Segment Start: LISTED RECORDS

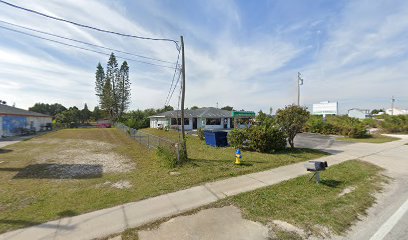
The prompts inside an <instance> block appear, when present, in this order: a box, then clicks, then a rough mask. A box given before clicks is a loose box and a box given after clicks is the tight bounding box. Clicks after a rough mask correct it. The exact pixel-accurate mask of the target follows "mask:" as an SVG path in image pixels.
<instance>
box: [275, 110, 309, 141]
mask: <svg viewBox="0 0 408 240" xmlns="http://www.w3.org/2000/svg"><path fill="white" fill-rule="evenodd" d="M309 115H310V114H309V112H308V111H307V110H306V107H300V106H297V105H290V106H286V107H285V108H284V109H278V111H277V112H276V122H277V124H278V125H279V126H280V128H281V129H282V130H283V132H284V133H285V134H286V135H287V137H288V142H289V145H290V147H291V148H294V147H295V145H294V142H293V140H294V139H295V136H296V134H298V133H299V132H301V131H302V129H303V128H304V126H305V124H306V122H307V120H308V119H309Z"/></svg>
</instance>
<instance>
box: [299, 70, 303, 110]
mask: <svg viewBox="0 0 408 240" xmlns="http://www.w3.org/2000/svg"><path fill="white" fill-rule="evenodd" d="M300 76H301V74H300V72H298V106H300V85H303V79H302V78H301V77H300Z"/></svg>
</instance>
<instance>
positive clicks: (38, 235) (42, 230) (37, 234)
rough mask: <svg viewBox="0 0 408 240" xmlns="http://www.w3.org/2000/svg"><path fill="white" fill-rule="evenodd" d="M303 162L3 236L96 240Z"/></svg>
mask: <svg viewBox="0 0 408 240" xmlns="http://www.w3.org/2000/svg"><path fill="white" fill-rule="evenodd" d="M406 142H408V140H407V139H404V140H400V141H395V142H389V143H384V144H365V143H358V144H352V145H347V146H337V147H333V148H330V149H324V150H326V151H328V152H331V153H334V155H331V156H327V157H323V158H320V159H319V160H321V161H327V162H328V164H329V167H330V166H331V165H334V164H338V163H341V162H344V161H346V160H350V159H357V158H363V157H368V156H370V155H373V154H376V153H379V152H382V151H385V150H390V149H393V148H396V147H400V146H401V145H403V144H404V143H406ZM303 165H304V163H296V164H293V165H289V166H283V167H279V168H275V169H272V170H268V171H264V172H258V173H252V174H248V175H243V176H238V177H234V178H229V179H225V180H220V181H216V182H211V183H206V184H203V185H200V186H196V187H192V188H189V189H185V190H181V191H177V192H173V193H169V194H164V195H161V196H157V197H153V198H149V199H146V200H142V201H138V202H133V203H128V204H123V205H119V206H116V207H113V208H108V209H102V210H99V211H95V212H90V213H86V214H83V215H79V216H75V217H67V218H63V219H59V220H56V221H51V222H47V223H44V224H41V225H37V226H33V227H29V228H24V229H19V230H15V231H12V232H7V233H5V234H2V235H0V239H94V238H101V237H106V236H108V235H111V234H115V233H120V232H122V231H124V230H125V229H127V228H134V227H138V226H141V225H143V224H146V223H149V222H152V221H155V220H158V219H161V218H164V217H169V216H172V215H175V214H179V213H182V212H186V211H188V210H191V209H194V208H198V207H201V206H204V205H207V204H210V203H213V202H216V201H218V200H220V199H222V198H225V197H227V196H232V195H236V194H239V193H243V192H247V191H251V190H254V189H257V188H261V187H265V186H270V185H273V184H277V183H279V182H282V181H285V180H288V179H292V178H295V177H298V176H301V175H304V174H307V172H306V171H305V168H304V166H303Z"/></svg>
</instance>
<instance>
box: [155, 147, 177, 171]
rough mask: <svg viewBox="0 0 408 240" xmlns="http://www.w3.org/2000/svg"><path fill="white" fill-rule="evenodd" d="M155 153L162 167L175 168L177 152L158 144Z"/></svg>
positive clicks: (176, 157) (176, 163)
mask: <svg viewBox="0 0 408 240" xmlns="http://www.w3.org/2000/svg"><path fill="white" fill-rule="evenodd" d="M156 155H157V158H158V159H159V160H161V163H162V165H163V166H164V167H167V168H175V167H176V166H177V153H176V152H175V151H174V150H172V149H170V148H168V147H164V146H159V147H158V148H157V150H156Z"/></svg>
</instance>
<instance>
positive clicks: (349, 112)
mask: <svg viewBox="0 0 408 240" xmlns="http://www.w3.org/2000/svg"><path fill="white" fill-rule="evenodd" d="M347 115H348V116H349V117H353V118H358V119H366V118H371V114H370V110H368V109H359V108H352V109H350V110H348V114H347Z"/></svg>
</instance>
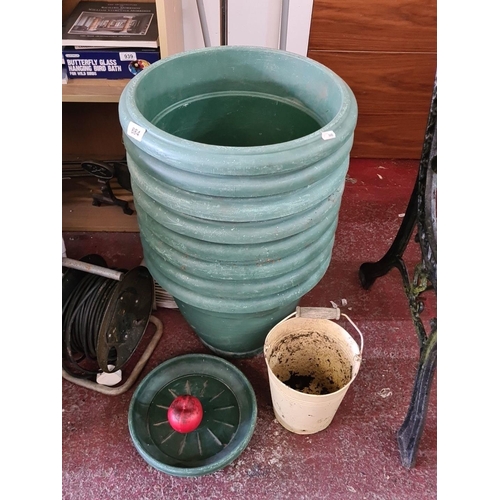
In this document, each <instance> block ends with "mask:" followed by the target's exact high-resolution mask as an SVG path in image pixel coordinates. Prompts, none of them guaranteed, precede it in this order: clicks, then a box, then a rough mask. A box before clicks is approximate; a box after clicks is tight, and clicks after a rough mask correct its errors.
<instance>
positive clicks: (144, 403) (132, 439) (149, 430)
mask: <svg viewBox="0 0 500 500" xmlns="http://www.w3.org/2000/svg"><path fill="white" fill-rule="evenodd" d="M183 394H191V395H193V396H196V397H197V398H198V399H199V400H200V402H201V404H202V406H203V420H202V421H201V424H200V425H199V427H198V428H197V429H195V430H194V431H193V432H190V433H187V434H182V433H179V432H176V431H174V430H173V429H172V427H171V426H170V424H169V423H168V420H167V411H168V407H169V406H170V404H171V403H172V401H173V400H174V399H175V398H176V397H177V396H180V395H183ZM256 421H257V402H256V398H255V393H254V391H253V388H252V386H251V385H250V382H249V381H248V380H247V378H246V377H245V376H244V375H243V373H241V371H240V370H238V369H237V368H236V367H235V366H234V365H233V364H231V363H230V362H228V361H226V360H224V359H222V358H219V357H217V356H213V355H208V354H186V355H183V356H178V357H176V358H173V359H170V360H168V361H165V362H164V363H162V364H161V365H159V366H157V367H156V368H155V369H154V370H152V371H151V372H150V373H149V374H148V375H147V376H146V377H145V378H144V379H143V380H142V382H141V383H140V384H139V386H138V387H137V389H136V391H135V392H134V395H133V396H132V400H131V402H130V407H129V414H128V426H129V431H130V436H131V437H132V442H133V443H134V446H135V448H136V449H137V451H138V452H139V454H140V455H141V457H142V458H143V459H144V460H145V461H146V462H147V463H148V464H149V465H151V466H152V467H154V468H155V469H157V470H159V471H161V472H165V473H167V474H170V475H173V476H182V477H193V476H203V475H206V474H210V473H212V472H215V471H217V470H220V469H222V468H224V467H226V466H227V465H229V464H230V463H231V462H233V461H234V460H235V459H236V458H237V457H238V456H239V455H240V454H241V453H242V452H243V450H244V449H245V448H246V447H247V445H248V443H249V441H250V439H251V437H252V434H253V431H254V429H255V423H256Z"/></svg>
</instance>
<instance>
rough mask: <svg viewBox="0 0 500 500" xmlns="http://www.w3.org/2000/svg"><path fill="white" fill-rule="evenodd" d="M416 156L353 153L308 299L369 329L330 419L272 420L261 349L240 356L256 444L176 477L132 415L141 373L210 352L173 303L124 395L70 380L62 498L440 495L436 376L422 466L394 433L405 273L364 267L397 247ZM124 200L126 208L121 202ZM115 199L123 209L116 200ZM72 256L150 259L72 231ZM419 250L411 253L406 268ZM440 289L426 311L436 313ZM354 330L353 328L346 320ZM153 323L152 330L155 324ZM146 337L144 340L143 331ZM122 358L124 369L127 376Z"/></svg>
mask: <svg viewBox="0 0 500 500" xmlns="http://www.w3.org/2000/svg"><path fill="white" fill-rule="evenodd" d="M417 166H418V162H415V161H392V160H386V161H381V160H373V161H372V160H363V161H362V160H356V159H353V160H351V166H350V169H349V174H348V179H347V182H346V187H345V191H344V195H343V200H342V205H341V208H340V217H339V225H338V229H337V233H336V240H335V245H334V249H333V256H332V261H331V264H330V266H329V269H328V271H327V273H326V274H325V276H324V277H323V279H322V280H321V281H320V283H319V284H318V285H317V286H316V287H315V288H314V289H313V290H312V291H311V292H309V293H308V294H307V295H306V296H305V297H304V298H303V299H302V301H301V305H302V306H322V307H327V306H329V304H330V301H331V300H333V301H335V302H337V303H338V304H340V302H341V300H342V299H346V300H347V306H346V308H345V309H344V310H345V312H346V313H347V314H349V316H350V317H351V318H352V320H353V321H354V322H355V323H356V324H357V325H358V326H359V328H360V329H361V331H362V332H363V333H364V337H365V348H364V357H363V362H362V365H361V369H360V372H359V375H358V377H357V378H356V380H355V381H354V383H353V385H352V386H351V387H350V388H349V390H348V392H347V394H346V396H345V398H344V400H343V402H342V404H341V405H340V408H339V410H338V411H337V414H336V415H335V417H334V419H333V422H332V423H331V424H330V426H329V427H328V428H327V429H326V430H324V431H322V432H319V433H317V434H313V435H296V434H293V433H291V432H289V431H287V430H285V429H284V428H283V427H281V426H280V424H279V423H278V422H277V421H276V420H275V418H274V415H273V410H272V402H271V396H270V391H269V384H268V378H267V372H266V366H265V361H264V358H263V355H262V354H260V355H258V356H256V357H254V358H250V359H235V360H231V362H232V363H233V364H234V365H235V366H236V367H238V368H239V369H240V370H241V371H242V372H243V373H244V374H245V375H246V377H247V378H248V380H249V381H250V383H251V384H252V386H253V388H254V391H255V394H256V398H257V407H258V416H257V423H256V427H255V431H254V434H253V436H252V438H251V440H250V443H249V445H248V447H247V448H246V449H245V450H244V451H243V453H242V454H241V455H240V456H239V457H238V458H237V459H236V460H235V461H234V462H233V463H231V464H230V465H228V466H227V467H225V468H224V469H222V470H220V471H218V472H215V473H212V474H210V475H206V476H201V477H196V478H181V477H176V476H170V475H167V474H165V473H163V472H159V471H157V470H156V469H154V468H152V467H151V466H149V465H148V464H147V463H146V462H145V461H144V460H143V459H142V458H141V457H140V456H139V454H138V453H137V451H136V450H135V448H134V446H133V444H132V442H131V439H130V434H129V430H128V426H127V415H128V407H129V403H130V400H131V398H132V395H133V393H134V390H135V388H136V387H137V384H138V383H139V382H140V380H142V379H143V378H144V376H145V375H146V374H148V373H149V372H150V371H151V370H152V369H153V368H155V367H156V366H158V365H159V364H161V363H162V362H164V361H166V360H168V359H171V358H173V357H174V356H179V355H181V354H187V353H210V351H209V350H208V349H207V348H205V347H204V345H203V344H202V343H201V342H200V341H199V340H198V338H197V336H196V334H195V333H193V331H192V330H191V329H190V327H189V326H188V325H187V323H186V322H185V320H184V319H183V318H182V316H181V315H180V313H179V311H178V310H176V309H159V310H158V311H156V312H154V314H155V315H156V316H157V317H158V318H159V319H160V320H161V321H162V323H163V325H164V334H163V337H162V338H161V340H160V343H159V344H158V346H157V348H156V349H155V351H154V352H153V354H152V356H151V358H150V359H149V361H148V362H147V364H146V366H145V368H144V370H143V371H142V373H141V375H140V377H139V380H138V382H136V384H135V385H134V386H133V387H132V388H131V389H130V390H129V391H127V392H125V393H124V394H122V395H121V396H108V395H103V394H99V393H97V392H95V391H92V390H90V389H86V388H83V387H79V386H77V385H75V384H73V383H71V382H68V381H66V380H63V381H62V498H63V499H65V500H66V499H81V500H110V499H120V500H128V499H130V500H142V499H144V500H146V499H148V500H155V499H167V498H168V499H181V498H182V499H186V500H188V499H196V500H200V499H230V498H231V499H232V498H235V499H249V500H250V499H257V498H258V499H273V500H275V499H276V500H277V499H287V500H288V499H291V500H299V499H308V500H309V499H378V500H382V499H384V500H393V499H398V500H412V499H414V500H432V499H435V498H437V397H436V392H437V391H436V378H437V375H436V377H435V378H434V381H433V384H432V389H431V397H430V403H429V408H428V413H427V421H426V426H425V429H424V433H423V435H422V439H421V441H420V446H419V450H418V455H417V460H416V465H415V467H414V468H412V469H409V470H408V469H405V468H404V467H403V466H402V465H401V463H400V457H399V452H398V448H397V443H396V432H397V430H398V429H399V427H400V425H401V424H402V422H403V420H404V417H405V414H406V410H407V408H408V405H409V401H410V396H411V391H412V386H413V381H414V377H415V373H416V368H417V360H418V355H419V348H418V341H417V335H416V331H415V329H414V325H413V322H412V320H411V318H410V313H409V308H408V303H407V298H406V295H405V294H404V291H403V287H402V281H401V277H400V275H399V273H398V271H396V270H392V271H390V272H389V273H388V274H387V275H386V276H384V277H382V278H379V279H378V280H377V281H376V283H375V284H374V285H373V287H372V288H371V289H370V290H369V291H366V290H364V289H363V288H362V287H361V285H360V282H359V279H358V269H359V266H360V265H361V264H362V263H363V262H365V261H375V260H378V259H379V258H380V257H382V255H383V254H384V253H385V252H386V250H387V249H388V248H389V245H390V243H391V242H392V240H393V238H394V236H395V234H396V232H397V230H398V228H399V225H400V223H401V214H403V213H404V211H405V209H406V204H407V201H408V199H409V196H410V193H411V190H412V187H413V183H414V180H415V176H416V170H417ZM117 209H118V208H117ZM118 210H119V209H118ZM63 237H64V240H65V244H66V250H67V256H68V257H71V258H74V259H80V258H81V257H83V256H84V255H86V254H88V253H98V254H100V255H102V256H103V257H104V258H105V259H106V261H107V263H108V265H109V267H118V268H126V269H132V268H133V267H135V266H137V265H138V264H139V263H140V262H141V260H142V250H141V245H140V240H139V236H138V235H137V234H123V233H64V234H63ZM418 256H419V250H418V247H417V244H416V243H415V242H413V241H412V242H411V243H410V246H409V247H408V249H407V252H406V254H405V260H406V262H407V265H408V266H409V268H410V269H412V268H413V265H414V264H416V262H417V261H418ZM435 307H436V305H435V298H434V297H433V295H432V294H430V295H429V298H428V300H427V303H426V309H425V313H426V316H429V317H430V316H431V315H433V314H435ZM341 324H342V326H344V327H345V328H346V330H348V331H349V330H350V331H351V332H352V334H353V337H355V333H354V332H353V331H352V329H350V328H349V326H347V325H345V324H344V323H342V322H341ZM149 331H150V329H149V328H148V332H147V334H148V335H149ZM144 341H145V340H143V342H144ZM127 370H129V368H127V367H125V373H124V376H125V378H126V376H127Z"/></svg>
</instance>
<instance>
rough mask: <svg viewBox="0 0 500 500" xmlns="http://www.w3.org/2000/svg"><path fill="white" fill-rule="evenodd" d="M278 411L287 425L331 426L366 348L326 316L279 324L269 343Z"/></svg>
mask: <svg viewBox="0 0 500 500" xmlns="http://www.w3.org/2000/svg"><path fill="white" fill-rule="evenodd" d="M264 357H265V360H266V364H267V368H268V375H269V385H270V390H271V399H272V402H273V410H274V415H275V417H276V419H277V421H278V422H279V423H280V424H281V425H282V426H283V427H285V429H287V430H289V431H291V432H294V433H296V434H314V433H315V432H319V431H322V430H323V429H326V427H328V425H329V424H330V423H331V421H332V419H333V417H334V416H335V413H336V411H337V409H338V407H339V406H340V403H341V402H342V399H343V398H344V396H345V394H346V392H347V390H348V389H349V387H350V385H351V383H352V381H353V380H354V378H355V377H356V375H357V373H358V370H359V366H360V363H361V349H360V348H359V346H358V345H357V343H356V342H355V341H354V339H353V338H352V337H351V336H350V335H349V334H348V333H347V332H346V331H345V330H344V329H343V328H342V327H340V325H337V324H336V323H334V322H332V321H329V320H327V319H311V318H293V319H288V320H286V321H283V322H281V323H278V325H276V326H275V327H274V328H273V329H272V330H271V331H270V332H269V334H268V335H267V337H266V341H265V344H264Z"/></svg>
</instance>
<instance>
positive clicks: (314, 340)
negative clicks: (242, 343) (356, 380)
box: [269, 330, 352, 395]
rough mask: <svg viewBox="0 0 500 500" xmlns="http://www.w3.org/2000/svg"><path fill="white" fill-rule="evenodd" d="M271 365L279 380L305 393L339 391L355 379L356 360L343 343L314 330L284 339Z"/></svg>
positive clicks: (316, 392)
mask: <svg viewBox="0 0 500 500" xmlns="http://www.w3.org/2000/svg"><path fill="white" fill-rule="evenodd" d="M269 365H270V367H271V369H272V371H273V373H274V375H275V376H276V378H278V380H280V381H281V382H283V383H284V384H285V385H287V386H288V387H290V388H291V389H294V390H296V391H299V392H303V393H305V394H314V395H324V394H331V393H334V392H337V391H338V390H340V389H342V387H344V386H345V385H347V384H348V383H349V381H350V380H351V378H352V363H351V360H350V358H349V356H348V353H346V352H344V349H343V346H342V345H337V344H336V343H335V342H334V341H333V340H332V338H331V337H329V336H328V335H326V334H324V333H322V332H319V331H314V330H309V331H301V332H299V333H292V334H290V335H288V336H286V337H284V338H282V339H280V340H279V341H278V342H277V343H276V345H275V346H274V348H273V350H272V351H271V353H270V355H269Z"/></svg>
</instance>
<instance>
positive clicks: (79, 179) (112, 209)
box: [62, 177, 139, 233]
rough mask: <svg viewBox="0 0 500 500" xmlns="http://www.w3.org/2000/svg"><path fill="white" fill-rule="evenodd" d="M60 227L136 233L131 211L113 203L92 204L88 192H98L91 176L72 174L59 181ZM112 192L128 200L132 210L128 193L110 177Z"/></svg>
mask: <svg viewBox="0 0 500 500" xmlns="http://www.w3.org/2000/svg"><path fill="white" fill-rule="evenodd" d="M62 186H63V190H62V230H63V231H96V232H124V233H136V232H139V226H138V224H137V216H136V214H135V211H134V213H133V214H132V215H126V214H124V213H123V211H122V209H121V207H119V206H116V205H101V206H100V207H96V206H94V205H92V193H100V189H99V184H98V181H97V179H96V178H94V177H76V178H72V179H63V181H62ZM110 186H111V189H112V190H113V193H114V195H115V196H116V197H117V198H118V199H121V200H126V201H128V202H129V205H130V208H132V210H134V204H133V196H132V193H130V192H129V191H127V190H126V189H123V188H121V187H120V186H119V185H118V183H116V182H115V181H114V180H113V181H112V182H111V183H110Z"/></svg>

Segment End: LISTED RECORDS

(WHAT YOU SHOULD DO) Search the records line by line for the word "order" and copy every line where it appears.

(OUTPUT OF THE EXERCISE)
The prompts inside an <instance> block appear, when present, in this order: a box, then clicks, then a rough mask. A box given before clicks is a loose box and a box given after clicks is the tight bounding box. Clicks after a rough mask correct it. The exact pixel-accurate mask of the target follows "mask:" as an SVG path in image pixels.
In this document, each <instance> block ends with "mask:" followed by the target's exact high-resolution mask as an SVG path in image pixel coordinates. Prompts, none of them guaranteed, precede it in this order: clicks, then a box, then a rough mask. A box before clicks is approximate; a box after clicks is tight, and clicks after a rough mask correct its errors.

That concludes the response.